Short problem: Copy out the full passage on the seniority of vendor loans below, word for word.

--- Reading passage ---

The most important consideration is the seniority of your loan in relation to the other debt financing your buyer has raised. In most cases, where the buyer has third-party debt financing, the bulk of this money will have come from a bank lender. Most bank loans used for acquisition finance are secured on the target business. Otherwise, they are guaranteed by a group entity of the buyer. Where your buyer has used a bank loan, any loan you make to the buyer will be less senior than this. So if your buyer defaults, they will only repay your loan after the secured debt, such as the bank loan, has been repaid. This increases your risk. As such, ensure that the buyer compensates you for the increased risk. This will ideally take the form of a higher interest rate than the interest paid on the secured loan.
If you do choose vendor debt financing, it should be set out in both the transaction agreement as well as in a separate loan agreement or vendor loan notes)

--- Information supplied ---

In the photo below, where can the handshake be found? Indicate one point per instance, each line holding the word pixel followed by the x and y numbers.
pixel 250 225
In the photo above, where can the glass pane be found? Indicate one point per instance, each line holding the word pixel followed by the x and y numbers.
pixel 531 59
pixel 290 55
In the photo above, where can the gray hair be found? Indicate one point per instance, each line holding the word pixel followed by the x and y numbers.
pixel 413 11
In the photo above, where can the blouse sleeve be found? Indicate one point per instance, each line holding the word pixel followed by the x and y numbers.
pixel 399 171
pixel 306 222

---

Reply:
The most important consideration is the seniority of your loan in relation to the other debt financing your buyer has raised. In most cases, where the buyer has third-party debt financing, the bulk of this money will have come from a bank lender. Most bank loans used for acquisition finance are secured on the target business. Otherwise, they are guaranteed by a group entity of the buyer. Where your buyer has used a bank loan, any loan you make to the buyer will be less senior than this. So if your buyer defaults, they will only repay your loan after the secured debt, such as the bank loan, has been repaid. This increases your risk. As such, ensure that the buyer compensates you for the increased risk. This will ideally take the form of a higher interest rate than the interest paid on the secured loan.
If you do choose vendor debt financing, it should be set out in both the transaction agreement as well as in a separate loan agreement or vendor loan notes)